To be done: Output everything from "Is there a worse" down to "ahead of time." in the text on recovering from an all-nighter, copied word for word.
* BEGIN Text excerpt *
How to Recover From Pulling an All-Nighter


Is there a worse feeling than looking at the clock in the early hours of the morning realizing you still have hours of work to do? Ideally pulling an all-nighter only happens once in awhile, but when it does it still feels terrible. There is no way around feeling poorly after not sleeping, but there are also ways to make the day after less taxing. In fact, the actions you take the day after can help you bounce back from an all-nighter and will help you avoid ruining the rest of your week. Here’s what we suggest!

Bank sleep ahead of time.

If you know that an all-nighter is coming your way, prep for it. During the days leading up, try and get plenty of sleep. If you are skimping on sleep on the regular, you will feel the effects of an all-nighter much stronger.

Take a nap.
* END Text excerpt *
* BEGIN Dataset excerpt *
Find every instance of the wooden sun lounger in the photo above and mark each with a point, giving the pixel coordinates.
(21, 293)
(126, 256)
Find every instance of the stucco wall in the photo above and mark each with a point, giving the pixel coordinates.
* END Dataset excerpt *
Expected answer:
Is there a worse feeling than looking at the clock in the early hours of the morning realizing you still have hours of work to do? Ideally pulling an all-nighter only happens once in awhile, but when it does it still feels terrible. There is no way around feeling poorly after not sleeping, but there are also ways to make the day after less taxing. In fact, the actions you take the day after can help you bounce back from an all-nighter and will help you avoid ruining the rest of your week. Here’s what we suggest!

Bank sleep ahead of time.